Elles sont pour moi presque plus destructrices que les fake news qui elles sont à leur grande majorité filtrées par les médias. De quoi s'agit-il ? Ce sont des vérités qui sorties de leur contexte ne veulent plus rien dire ou pire influencer le lectorat dans un sens tout à fait discutable.
Je vais vous prendre quelques exemples, ce sera plus parlant :
Le Monde a repris une enquête de l'OCDE qui établissait un classement des niveaux d'imposition dans les pays qui la composent. La France était bien entendu classée N°1. A lire ce texte, il semblait donc impératif de baisser drastiquement les impôts. Or, s'il faut payer beaucoup moins d'impôts mais qu'en contrepartie, il faut payer l'éducation ou la santé devenus massivement privés, je ne suis pas convaincu que le pouvoir d'achat de chacun de nous n'y perdrait pas beaucoup. La demi-vérité est ici de présenter juste la colonne dépenses (taux d'imposition) en oubliant la colonne crédits (services et avantages perçus). Que l'OCDE, organisme hautement libéral présente les choses ainsi, c'est de bonne guerre, que Le Monde ne joue pas son rôle de remise en perspective, je trouve cela dommage.

Deuxième exemple, la LPO chère à Bougrain Dubourg a réalisé une enquête qui concluait que chaque éolienne tuait environ une vingtaine d'oiseaux par an. A lire cela, on ne peut être qu'horrifié et réclamer que ces machines soient arrêtées. Cependant, en prenant un peu de hauteur, on peut relativiser. En effet, les chiffres du nombre de volatiles tués par un km de ligne à haute tension atteint lui allègrement la centaine par an, presque un demi milliard d'oiseaux aux Etats Unis meurent ainsi. Et je ne parle même pas de la disparition des insectes qui est la principale source de nourriture des oiseaux...

A consommer ces demi-vérités sans prendre le temps de les mettre en perspective, on se laisse convaincre. Mais dans le monde moderne, personne n'a le temps d'aller vérifier chaque information engloutie, et j'estime que c'est à mes fournisseurs d'informations que reviendrait ce rôle là. J'ai pu remarquer certaines entourloupes intellectuelles, combien en ai-je avalé sans m'en rendre compte ?

Ce dont on ne parle pas

L'agence internationale de l'Energie, organisme de référence, alerte depuis plus d'un an. Elle analyse que compte-tenu de la faiblesse des investissements dans le secteur pétrolier, les cours devraient exploser dans la première moitié de la prochaine décennie. Pourquoi personne n'en a parlé ? Le sujet n'est-il pas assez important ? Ou bien aucun journaliste n'a jugé bon de gratter dans les publications de l'AIE ? La plus grande base de connaissances sur le pétrole (productions, réserves, ...) c'est BP qui la met à disposition de chacun. Pourquoi jamais aucun journaliste n'a pris le temps d'aller analyser ce qui se trouve dedans ??? C'est pourtant édifiant. 
Ne pas fouiller des sujets aussi capitaux, cela a de la même manière porté atteinte à la crédibilité journalistique.

ENTRÉES »

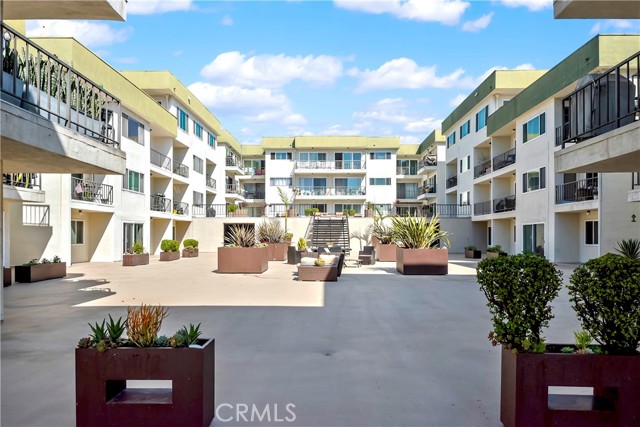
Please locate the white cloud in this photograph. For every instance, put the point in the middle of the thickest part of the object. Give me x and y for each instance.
(615, 24)
(234, 68)
(152, 7)
(91, 34)
(533, 5)
(227, 20)
(479, 24)
(444, 11)
(253, 104)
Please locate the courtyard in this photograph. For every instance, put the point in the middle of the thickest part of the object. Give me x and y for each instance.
(374, 349)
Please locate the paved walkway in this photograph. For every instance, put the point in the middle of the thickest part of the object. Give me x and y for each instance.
(373, 349)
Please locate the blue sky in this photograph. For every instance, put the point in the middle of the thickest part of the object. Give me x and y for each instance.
(341, 67)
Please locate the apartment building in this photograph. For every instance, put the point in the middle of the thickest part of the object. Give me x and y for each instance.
(508, 169)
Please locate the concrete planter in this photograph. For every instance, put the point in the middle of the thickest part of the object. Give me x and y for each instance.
(103, 399)
(524, 394)
(131, 260)
(169, 256)
(243, 260)
(38, 272)
(422, 261)
(277, 251)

ÉNONCÉ A »
D'après l'extrait choisi, combien d'oiseaux chaque éolienne tuerait-elle environ par an selon l'enquête de la LPO ?
ÉNONCÉ B »
Reproduisez à l'identique la partie du listing qui commence à la ligne contenant « Please locate the apartment » et se poursuit jusqu'à la fin du listing, ces deux bornes comprises.

RÉPONSE DÉFINITIVE A »
Environ une vingtaine d'oiseaux par an.

RÉPONSE DÉFINITIVE B »
Please locate the apartment building in this photograph. For every instance, put the point in the middle of the thickest part of the object. Give me x and y for each instance.
(508, 169)
Please locate the concrete planter in this photograph. For every instance, put the point in the middle of the thickest part of the object. Give me x and y for each instance.
(103, 399)
(524, 394)
(131, 260)
(169, 256)
(243, 260)
(38, 272)
(422, 261)
(277, 251)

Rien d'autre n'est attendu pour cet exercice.